» Objective:
Starting at the line that holds "Practice. Find the silver", set down each line through the end of the listing, exactly as written and with nothing added.

» Excerpts of pointing data:

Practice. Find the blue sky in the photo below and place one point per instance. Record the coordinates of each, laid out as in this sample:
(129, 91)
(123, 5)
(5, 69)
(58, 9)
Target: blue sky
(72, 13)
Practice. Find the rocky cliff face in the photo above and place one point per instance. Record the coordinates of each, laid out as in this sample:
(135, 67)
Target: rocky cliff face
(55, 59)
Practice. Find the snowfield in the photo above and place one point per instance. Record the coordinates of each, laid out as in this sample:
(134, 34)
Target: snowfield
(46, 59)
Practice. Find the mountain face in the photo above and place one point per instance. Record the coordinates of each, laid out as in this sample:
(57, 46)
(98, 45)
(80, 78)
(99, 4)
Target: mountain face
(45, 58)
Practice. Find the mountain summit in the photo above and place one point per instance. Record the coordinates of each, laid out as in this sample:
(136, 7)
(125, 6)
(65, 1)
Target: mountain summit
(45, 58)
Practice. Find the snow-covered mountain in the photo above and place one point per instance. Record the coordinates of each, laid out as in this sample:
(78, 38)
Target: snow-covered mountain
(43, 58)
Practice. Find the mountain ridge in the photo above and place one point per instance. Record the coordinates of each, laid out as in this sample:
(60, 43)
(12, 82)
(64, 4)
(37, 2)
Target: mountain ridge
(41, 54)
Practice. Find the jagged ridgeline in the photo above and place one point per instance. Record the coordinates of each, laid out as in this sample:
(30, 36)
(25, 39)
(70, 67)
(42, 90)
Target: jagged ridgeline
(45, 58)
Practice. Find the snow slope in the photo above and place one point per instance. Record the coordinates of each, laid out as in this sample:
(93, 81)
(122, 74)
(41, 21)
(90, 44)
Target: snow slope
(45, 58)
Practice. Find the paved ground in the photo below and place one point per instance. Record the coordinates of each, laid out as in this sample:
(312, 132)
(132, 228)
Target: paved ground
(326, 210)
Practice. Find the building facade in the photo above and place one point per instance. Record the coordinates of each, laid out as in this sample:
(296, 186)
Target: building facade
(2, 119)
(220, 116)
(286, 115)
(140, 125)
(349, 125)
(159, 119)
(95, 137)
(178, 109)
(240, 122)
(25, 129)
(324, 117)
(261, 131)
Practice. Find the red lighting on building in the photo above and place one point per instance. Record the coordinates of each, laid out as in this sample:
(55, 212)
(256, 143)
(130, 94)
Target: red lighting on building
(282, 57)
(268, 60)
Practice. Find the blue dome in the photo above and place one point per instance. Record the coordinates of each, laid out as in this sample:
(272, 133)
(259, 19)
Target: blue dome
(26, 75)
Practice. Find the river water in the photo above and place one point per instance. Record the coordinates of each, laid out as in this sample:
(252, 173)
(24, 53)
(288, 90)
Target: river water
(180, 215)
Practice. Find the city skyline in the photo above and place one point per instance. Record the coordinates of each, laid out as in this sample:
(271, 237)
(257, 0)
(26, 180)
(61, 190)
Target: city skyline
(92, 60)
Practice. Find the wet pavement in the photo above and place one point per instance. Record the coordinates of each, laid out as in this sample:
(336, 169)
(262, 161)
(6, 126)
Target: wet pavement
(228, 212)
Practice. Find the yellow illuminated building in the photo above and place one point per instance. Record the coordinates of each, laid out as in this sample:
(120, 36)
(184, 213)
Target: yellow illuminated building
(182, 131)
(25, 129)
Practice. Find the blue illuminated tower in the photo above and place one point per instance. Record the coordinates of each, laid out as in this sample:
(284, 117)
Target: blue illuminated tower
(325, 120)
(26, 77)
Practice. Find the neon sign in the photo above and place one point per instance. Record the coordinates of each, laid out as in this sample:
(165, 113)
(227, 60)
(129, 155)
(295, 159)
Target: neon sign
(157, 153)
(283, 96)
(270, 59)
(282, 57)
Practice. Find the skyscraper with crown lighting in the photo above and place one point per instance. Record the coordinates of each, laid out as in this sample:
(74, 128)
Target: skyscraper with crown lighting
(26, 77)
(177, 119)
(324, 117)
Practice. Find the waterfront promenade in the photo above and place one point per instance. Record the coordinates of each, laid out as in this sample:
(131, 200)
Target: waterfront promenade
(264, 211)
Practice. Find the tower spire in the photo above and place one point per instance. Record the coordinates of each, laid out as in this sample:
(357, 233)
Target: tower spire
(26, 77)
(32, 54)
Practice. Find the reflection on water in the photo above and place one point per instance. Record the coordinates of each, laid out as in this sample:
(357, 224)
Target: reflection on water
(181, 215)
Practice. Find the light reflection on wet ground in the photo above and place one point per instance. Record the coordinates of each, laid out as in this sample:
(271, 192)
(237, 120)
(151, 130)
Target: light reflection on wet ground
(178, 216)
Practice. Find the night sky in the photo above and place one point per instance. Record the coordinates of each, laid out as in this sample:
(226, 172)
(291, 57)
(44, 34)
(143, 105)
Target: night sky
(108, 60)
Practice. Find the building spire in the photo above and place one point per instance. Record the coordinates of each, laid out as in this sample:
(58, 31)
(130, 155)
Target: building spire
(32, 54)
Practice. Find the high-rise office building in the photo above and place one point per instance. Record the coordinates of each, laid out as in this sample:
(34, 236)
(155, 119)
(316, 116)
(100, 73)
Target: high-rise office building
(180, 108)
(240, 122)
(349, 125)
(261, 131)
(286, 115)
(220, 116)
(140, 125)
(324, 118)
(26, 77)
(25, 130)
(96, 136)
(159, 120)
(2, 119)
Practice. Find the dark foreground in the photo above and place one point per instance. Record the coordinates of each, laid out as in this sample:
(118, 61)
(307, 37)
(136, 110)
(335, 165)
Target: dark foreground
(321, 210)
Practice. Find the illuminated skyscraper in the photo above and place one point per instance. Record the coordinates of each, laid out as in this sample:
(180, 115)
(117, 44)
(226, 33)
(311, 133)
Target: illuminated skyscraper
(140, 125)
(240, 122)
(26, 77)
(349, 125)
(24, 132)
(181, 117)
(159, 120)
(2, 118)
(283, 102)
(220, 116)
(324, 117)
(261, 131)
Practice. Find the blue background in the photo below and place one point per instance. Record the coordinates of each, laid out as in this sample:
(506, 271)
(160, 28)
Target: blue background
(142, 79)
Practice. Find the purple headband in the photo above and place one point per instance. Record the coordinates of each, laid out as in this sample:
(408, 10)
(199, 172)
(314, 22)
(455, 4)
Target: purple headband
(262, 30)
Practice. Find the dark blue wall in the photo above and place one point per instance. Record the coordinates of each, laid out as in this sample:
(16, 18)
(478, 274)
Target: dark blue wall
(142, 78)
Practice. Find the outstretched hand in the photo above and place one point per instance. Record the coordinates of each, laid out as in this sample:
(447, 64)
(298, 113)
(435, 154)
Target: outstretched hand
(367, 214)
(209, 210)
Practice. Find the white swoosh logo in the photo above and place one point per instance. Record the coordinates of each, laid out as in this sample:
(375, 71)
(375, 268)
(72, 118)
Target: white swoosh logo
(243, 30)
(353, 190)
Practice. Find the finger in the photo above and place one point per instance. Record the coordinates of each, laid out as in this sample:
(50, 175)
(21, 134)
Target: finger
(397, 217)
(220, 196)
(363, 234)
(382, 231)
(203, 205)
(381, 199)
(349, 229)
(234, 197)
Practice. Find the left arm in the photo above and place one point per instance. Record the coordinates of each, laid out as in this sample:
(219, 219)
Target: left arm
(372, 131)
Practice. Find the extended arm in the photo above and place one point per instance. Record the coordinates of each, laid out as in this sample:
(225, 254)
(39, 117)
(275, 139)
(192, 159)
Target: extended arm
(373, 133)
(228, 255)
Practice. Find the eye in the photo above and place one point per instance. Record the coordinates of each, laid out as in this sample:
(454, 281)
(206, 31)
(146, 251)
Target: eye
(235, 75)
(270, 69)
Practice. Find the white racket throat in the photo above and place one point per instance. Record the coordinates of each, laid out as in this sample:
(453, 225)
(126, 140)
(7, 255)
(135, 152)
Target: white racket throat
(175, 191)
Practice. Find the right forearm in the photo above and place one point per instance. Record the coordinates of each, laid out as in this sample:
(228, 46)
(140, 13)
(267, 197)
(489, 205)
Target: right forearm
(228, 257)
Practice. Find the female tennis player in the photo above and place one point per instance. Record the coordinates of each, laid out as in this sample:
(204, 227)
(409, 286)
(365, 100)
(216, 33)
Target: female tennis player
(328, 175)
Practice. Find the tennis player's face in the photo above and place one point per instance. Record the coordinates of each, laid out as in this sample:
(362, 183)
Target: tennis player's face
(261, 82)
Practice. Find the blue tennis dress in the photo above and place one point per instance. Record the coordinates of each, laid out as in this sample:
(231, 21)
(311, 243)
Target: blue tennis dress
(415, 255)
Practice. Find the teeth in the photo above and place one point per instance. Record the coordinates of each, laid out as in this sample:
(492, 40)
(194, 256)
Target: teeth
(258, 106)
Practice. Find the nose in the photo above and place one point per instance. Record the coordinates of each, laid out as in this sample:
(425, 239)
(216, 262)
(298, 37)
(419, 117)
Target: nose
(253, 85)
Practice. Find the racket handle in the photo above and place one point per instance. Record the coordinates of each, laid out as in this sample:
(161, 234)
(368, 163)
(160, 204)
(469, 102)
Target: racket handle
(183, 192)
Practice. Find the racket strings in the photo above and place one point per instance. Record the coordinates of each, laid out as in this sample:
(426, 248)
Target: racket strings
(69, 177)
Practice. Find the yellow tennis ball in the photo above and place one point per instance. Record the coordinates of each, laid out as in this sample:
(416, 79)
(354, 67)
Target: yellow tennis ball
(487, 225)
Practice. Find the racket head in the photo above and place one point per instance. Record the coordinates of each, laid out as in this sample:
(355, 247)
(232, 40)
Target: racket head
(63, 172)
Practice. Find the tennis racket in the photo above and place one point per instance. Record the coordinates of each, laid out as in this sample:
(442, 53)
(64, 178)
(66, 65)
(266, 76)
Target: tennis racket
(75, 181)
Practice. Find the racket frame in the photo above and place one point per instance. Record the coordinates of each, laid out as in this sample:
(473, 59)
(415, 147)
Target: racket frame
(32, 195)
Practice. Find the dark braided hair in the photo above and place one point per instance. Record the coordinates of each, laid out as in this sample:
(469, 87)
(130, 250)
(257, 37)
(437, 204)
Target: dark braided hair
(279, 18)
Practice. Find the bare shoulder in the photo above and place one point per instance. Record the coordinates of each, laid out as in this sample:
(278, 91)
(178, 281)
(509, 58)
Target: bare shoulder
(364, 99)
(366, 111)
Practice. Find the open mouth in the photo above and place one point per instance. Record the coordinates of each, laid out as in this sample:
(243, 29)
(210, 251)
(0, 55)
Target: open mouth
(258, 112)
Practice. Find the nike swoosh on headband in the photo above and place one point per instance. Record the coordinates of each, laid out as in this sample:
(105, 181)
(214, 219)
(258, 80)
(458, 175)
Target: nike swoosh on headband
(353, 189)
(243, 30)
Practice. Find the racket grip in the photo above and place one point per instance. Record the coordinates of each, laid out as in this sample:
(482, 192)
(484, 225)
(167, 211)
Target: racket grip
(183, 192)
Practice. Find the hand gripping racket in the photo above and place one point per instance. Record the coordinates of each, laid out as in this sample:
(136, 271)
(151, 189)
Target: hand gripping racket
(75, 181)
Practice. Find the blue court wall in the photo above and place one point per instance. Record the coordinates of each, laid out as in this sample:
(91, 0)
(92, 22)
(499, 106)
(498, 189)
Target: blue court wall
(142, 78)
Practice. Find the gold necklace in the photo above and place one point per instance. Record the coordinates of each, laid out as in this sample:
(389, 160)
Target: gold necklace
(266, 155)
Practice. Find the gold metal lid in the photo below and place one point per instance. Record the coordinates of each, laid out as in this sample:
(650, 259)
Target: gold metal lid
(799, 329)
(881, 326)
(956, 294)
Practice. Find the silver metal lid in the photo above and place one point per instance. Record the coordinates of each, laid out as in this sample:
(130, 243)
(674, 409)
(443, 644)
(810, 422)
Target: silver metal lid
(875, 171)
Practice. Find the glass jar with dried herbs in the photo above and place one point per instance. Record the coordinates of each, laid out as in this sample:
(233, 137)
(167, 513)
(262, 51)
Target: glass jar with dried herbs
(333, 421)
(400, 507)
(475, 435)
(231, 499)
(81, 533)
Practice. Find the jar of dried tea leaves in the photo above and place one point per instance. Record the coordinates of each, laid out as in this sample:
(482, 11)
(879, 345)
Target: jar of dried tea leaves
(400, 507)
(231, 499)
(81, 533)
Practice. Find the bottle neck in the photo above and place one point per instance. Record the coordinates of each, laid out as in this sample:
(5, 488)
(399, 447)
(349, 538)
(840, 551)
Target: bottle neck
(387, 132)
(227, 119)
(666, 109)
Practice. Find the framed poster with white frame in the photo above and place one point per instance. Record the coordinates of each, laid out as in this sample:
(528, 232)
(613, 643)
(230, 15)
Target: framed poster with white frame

» Exercise result:
Practice. Find the silver metal lid in the photo above and place one point per instance. Record the coordinates of each, laid out as in this sample:
(130, 243)
(674, 409)
(443, 644)
(810, 422)
Target: silver metal lid
(875, 171)
Practice. Find the glass jar with dried herbs in the photo above and place one point per instance. Record the coordinates of each, laid out as in this sample:
(233, 137)
(167, 513)
(262, 51)
Target: glass jar with dried herbs
(333, 421)
(400, 507)
(475, 435)
(231, 499)
(81, 533)
Practice. Find the jar of dried tea leaves in the photo above and place one point per instance. Record the coordinates of each, laid out as in this sample:
(482, 11)
(879, 345)
Target: jar of dried tea leaves
(400, 507)
(231, 499)
(81, 533)
Practice. Find the bottle neck in the photo above and place one point per instance. Record the coordinates of each, laid out as in this sample:
(5, 488)
(399, 447)
(349, 538)
(840, 551)
Target: bottle neck
(387, 132)
(227, 119)
(666, 109)
Practice. Find the framed poster with white frame in the photo above and place one point per instance. Record the coordinates of each, laid out as in this sample:
(528, 232)
(613, 643)
(230, 15)
Target: framed poster with white frame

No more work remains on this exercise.